## WORK TO COMPLETE
Starting at the line that contains "Target: tall white building", output each line through the end of the data exactly, and nothing more.

====

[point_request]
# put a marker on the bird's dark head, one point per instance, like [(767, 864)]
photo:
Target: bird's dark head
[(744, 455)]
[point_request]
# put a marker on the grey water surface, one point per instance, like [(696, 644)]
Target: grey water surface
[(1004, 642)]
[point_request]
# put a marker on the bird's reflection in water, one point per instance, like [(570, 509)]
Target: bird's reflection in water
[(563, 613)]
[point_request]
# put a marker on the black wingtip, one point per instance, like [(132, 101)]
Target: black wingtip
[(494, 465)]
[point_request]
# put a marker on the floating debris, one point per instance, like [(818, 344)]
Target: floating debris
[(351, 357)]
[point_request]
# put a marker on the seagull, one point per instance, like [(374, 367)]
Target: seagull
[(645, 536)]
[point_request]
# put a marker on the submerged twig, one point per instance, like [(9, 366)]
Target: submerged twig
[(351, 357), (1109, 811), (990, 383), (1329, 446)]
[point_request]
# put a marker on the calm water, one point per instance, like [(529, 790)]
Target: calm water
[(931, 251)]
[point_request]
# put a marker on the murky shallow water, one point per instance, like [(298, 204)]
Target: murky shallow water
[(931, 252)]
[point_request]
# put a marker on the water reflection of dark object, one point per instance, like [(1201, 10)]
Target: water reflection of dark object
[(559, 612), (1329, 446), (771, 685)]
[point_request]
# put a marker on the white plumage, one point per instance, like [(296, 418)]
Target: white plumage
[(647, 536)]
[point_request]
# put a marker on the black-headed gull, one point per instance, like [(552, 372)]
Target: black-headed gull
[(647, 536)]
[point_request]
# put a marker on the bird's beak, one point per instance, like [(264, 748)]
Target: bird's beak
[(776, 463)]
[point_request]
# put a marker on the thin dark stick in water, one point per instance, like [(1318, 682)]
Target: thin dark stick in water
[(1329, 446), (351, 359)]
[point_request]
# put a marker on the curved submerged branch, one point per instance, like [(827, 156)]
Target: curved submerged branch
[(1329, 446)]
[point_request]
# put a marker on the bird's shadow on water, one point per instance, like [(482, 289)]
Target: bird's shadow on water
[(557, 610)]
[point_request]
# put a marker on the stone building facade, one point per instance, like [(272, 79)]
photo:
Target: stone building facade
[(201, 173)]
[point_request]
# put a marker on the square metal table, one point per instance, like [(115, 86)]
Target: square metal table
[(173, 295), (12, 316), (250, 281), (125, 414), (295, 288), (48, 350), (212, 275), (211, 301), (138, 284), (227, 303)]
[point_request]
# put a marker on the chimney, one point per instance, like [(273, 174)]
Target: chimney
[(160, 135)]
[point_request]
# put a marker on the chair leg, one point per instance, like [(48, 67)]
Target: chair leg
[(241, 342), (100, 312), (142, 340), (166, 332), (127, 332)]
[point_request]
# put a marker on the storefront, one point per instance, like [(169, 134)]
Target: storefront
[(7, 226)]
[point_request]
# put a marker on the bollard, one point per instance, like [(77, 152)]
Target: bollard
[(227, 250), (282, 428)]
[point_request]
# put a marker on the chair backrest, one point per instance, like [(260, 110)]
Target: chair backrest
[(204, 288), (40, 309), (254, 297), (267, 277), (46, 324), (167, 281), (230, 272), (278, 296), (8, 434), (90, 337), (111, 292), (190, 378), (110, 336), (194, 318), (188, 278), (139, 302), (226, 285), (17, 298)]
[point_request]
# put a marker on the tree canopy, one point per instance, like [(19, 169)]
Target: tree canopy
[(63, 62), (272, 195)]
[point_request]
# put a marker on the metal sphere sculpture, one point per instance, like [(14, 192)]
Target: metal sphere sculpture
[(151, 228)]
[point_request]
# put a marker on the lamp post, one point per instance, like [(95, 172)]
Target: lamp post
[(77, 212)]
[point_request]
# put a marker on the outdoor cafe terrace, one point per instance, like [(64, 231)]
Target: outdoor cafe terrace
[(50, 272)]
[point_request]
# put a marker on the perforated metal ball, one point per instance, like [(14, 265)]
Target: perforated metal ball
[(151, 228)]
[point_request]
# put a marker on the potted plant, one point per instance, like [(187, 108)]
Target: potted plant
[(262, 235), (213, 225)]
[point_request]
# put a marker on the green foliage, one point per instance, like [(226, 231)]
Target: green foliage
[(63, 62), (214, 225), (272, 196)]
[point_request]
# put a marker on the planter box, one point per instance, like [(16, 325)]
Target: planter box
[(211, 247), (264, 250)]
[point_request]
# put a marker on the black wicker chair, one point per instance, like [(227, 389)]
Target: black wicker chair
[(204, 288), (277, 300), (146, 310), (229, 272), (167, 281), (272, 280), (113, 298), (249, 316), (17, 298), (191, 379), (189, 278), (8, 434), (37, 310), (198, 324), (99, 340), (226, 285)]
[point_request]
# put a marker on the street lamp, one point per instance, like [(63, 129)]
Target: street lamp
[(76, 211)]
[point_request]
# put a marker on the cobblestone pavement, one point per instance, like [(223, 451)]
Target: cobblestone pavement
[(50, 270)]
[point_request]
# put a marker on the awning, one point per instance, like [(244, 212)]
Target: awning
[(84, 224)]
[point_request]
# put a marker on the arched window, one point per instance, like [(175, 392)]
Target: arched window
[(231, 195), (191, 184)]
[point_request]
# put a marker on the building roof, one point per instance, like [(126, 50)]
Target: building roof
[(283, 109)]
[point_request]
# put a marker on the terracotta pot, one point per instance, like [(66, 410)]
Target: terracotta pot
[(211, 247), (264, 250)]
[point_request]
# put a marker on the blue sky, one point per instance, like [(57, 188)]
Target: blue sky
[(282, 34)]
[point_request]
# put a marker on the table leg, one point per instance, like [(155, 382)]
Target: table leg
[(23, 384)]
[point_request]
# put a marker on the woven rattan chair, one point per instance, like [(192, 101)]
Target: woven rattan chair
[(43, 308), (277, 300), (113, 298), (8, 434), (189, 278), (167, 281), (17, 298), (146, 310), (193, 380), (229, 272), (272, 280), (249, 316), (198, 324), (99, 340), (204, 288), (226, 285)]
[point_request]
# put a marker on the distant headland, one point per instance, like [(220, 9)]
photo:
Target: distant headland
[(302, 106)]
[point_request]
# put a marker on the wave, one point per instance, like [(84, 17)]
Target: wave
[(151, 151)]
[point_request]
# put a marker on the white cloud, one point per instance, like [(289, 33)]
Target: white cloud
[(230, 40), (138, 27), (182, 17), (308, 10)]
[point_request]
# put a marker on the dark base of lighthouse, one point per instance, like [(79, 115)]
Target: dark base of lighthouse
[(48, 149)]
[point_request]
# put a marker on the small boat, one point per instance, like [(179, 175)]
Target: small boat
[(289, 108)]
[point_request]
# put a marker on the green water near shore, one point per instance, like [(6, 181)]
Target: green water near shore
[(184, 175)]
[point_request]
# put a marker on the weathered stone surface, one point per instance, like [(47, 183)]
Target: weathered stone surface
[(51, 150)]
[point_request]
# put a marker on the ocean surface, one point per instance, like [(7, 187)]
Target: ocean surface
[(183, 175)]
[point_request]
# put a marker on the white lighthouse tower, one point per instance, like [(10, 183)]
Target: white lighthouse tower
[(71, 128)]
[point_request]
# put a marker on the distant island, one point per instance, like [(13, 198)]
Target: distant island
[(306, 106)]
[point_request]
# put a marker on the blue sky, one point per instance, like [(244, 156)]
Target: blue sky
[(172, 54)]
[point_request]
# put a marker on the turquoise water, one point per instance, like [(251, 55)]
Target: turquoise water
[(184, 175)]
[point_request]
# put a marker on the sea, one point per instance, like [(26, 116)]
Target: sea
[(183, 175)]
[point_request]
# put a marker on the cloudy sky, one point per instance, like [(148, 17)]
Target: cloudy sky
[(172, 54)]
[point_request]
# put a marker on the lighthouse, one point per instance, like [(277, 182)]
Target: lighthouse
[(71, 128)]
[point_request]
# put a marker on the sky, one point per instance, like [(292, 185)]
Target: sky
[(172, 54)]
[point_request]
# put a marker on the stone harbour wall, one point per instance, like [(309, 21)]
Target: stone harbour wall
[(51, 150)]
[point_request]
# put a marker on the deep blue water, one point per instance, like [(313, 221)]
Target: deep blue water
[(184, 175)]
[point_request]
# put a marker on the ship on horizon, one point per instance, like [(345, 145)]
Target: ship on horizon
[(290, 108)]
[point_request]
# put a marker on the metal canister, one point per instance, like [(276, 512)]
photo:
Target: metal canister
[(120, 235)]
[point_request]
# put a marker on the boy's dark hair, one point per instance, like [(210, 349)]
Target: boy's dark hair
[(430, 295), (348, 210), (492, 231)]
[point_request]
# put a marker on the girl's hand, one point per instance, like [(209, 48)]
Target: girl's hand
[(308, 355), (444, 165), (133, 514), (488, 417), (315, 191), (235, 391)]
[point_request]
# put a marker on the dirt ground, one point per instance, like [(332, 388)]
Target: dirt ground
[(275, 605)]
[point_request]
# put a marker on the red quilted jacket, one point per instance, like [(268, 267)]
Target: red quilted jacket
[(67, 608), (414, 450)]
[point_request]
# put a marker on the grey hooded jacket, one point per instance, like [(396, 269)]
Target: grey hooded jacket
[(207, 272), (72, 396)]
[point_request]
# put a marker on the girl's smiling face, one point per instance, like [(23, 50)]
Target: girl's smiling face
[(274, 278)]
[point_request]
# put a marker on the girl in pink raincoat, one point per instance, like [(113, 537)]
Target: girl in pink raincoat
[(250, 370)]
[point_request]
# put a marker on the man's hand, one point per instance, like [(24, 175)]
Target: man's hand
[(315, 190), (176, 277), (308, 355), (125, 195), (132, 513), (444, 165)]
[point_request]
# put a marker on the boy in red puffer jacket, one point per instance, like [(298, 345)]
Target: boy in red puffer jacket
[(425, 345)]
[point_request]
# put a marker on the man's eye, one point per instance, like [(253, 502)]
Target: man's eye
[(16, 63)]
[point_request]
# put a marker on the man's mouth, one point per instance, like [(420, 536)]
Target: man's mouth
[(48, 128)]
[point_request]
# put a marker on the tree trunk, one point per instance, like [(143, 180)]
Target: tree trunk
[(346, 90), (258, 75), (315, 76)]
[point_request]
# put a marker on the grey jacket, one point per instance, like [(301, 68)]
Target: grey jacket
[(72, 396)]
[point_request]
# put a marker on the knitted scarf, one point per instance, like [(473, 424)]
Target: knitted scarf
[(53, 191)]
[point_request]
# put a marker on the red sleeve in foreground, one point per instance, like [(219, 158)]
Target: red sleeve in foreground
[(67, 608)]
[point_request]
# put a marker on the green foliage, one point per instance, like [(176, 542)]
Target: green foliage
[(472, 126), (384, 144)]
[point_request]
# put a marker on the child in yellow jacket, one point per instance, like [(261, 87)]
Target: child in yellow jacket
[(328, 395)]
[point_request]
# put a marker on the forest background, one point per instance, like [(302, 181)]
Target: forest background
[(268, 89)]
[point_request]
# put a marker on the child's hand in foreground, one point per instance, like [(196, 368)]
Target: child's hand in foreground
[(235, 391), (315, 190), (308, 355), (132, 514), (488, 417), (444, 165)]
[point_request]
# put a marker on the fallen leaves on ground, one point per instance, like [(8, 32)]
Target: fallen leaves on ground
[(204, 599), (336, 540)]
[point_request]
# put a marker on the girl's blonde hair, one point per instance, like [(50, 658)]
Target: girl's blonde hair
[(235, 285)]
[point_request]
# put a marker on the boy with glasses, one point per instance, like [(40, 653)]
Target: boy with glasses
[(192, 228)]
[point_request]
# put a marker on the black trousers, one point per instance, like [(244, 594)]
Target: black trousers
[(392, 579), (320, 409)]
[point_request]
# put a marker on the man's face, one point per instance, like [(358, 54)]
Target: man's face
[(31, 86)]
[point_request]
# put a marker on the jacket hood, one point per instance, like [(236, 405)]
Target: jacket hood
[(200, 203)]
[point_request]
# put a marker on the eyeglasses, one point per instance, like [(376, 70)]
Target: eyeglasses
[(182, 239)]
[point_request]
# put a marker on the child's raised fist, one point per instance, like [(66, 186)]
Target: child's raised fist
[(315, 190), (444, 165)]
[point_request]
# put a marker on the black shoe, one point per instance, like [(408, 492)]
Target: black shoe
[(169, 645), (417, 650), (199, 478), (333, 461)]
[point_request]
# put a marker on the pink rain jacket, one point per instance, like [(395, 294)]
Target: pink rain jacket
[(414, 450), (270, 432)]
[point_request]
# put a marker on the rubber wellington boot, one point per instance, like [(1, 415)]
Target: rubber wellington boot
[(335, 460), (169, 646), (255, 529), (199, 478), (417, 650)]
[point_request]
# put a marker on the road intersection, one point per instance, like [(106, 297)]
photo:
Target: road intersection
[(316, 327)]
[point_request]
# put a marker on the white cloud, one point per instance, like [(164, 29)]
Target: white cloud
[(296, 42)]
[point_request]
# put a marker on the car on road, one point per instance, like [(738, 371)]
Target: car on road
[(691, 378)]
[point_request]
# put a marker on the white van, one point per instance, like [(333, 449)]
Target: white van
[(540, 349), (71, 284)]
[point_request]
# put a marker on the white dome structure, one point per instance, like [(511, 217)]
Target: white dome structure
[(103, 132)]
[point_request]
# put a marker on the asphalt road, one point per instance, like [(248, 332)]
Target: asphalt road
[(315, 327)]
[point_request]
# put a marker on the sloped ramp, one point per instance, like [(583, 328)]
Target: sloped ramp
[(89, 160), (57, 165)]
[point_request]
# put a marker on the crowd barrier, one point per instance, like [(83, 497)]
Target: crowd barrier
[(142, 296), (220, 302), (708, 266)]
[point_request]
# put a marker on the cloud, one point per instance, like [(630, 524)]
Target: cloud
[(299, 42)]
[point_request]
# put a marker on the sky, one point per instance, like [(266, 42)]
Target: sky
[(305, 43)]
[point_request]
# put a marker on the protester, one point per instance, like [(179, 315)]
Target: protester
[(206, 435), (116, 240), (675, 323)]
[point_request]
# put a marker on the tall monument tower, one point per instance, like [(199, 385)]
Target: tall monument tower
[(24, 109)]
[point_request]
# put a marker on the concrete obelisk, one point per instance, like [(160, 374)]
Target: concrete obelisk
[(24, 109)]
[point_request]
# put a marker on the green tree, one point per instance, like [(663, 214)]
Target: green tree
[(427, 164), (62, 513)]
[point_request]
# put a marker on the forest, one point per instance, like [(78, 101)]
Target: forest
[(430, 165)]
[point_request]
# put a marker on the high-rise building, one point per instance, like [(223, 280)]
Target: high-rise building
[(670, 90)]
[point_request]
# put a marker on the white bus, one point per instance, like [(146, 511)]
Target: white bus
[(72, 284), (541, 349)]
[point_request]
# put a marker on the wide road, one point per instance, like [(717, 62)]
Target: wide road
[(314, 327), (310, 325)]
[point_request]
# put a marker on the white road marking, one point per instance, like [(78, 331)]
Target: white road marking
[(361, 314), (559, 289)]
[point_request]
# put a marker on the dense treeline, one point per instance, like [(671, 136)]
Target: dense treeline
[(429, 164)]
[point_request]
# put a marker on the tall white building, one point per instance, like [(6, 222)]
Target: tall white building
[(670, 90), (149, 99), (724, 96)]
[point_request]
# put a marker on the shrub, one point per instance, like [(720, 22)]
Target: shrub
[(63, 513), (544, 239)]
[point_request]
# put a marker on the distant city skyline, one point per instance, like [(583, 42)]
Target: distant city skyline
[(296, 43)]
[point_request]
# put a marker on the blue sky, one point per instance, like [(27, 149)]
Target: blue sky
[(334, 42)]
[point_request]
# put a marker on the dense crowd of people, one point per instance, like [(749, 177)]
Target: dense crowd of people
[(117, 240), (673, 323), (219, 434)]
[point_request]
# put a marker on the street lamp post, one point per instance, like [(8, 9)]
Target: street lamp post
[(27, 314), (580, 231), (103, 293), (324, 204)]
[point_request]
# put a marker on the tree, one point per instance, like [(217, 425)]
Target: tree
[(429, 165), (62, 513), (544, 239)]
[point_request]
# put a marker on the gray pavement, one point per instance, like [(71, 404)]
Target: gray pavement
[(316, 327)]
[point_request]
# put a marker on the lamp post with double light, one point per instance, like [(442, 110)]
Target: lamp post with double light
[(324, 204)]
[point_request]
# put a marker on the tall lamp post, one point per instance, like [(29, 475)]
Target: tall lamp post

====

## RESPONSE TO THIS EXERCISE
Target: tall white building
[(670, 90), (149, 99), (724, 96)]
[point_request]
# put a marker on the shrub, one point per instance, like [(720, 22)]
Target: shrub
[(63, 513), (544, 239)]
[point_request]
# put a marker on the distant city skyline, one point per instance, like [(583, 42)]
Target: distant city skyline
[(296, 43)]
[point_request]
# put a marker on the blue sky, one point per instance, like [(27, 149)]
Target: blue sky
[(334, 42)]
[point_request]
# put a marker on the dense crowd of people, one point per instance, like [(749, 177)]
Target: dense crowd of people
[(117, 240), (673, 323), (219, 434)]
[point_request]
# put a marker on the street lamp post, one point per instance, like [(8, 9)]
Target: street lamp post
[(27, 314), (580, 231), (103, 293), (324, 204)]
[point_request]
# put a marker on the tree, one point per instance, like [(217, 425)]
Target: tree
[(429, 165), (62, 513), (544, 239)]
[point_request]
# put a marker on the gray pavement, one point per instance, like [(71, 404)]
Target: gray pavement
[(316, 327)]
[point_request]
# put a marker on the lamp post with double light, one point per instance, like [(442, 110)]
Target: lamp post with double light
[(324, 204)]
[point_request]
# put a marker on the tall lamp post, one point per instance, like [(29, 475)]
Target: tall lamp post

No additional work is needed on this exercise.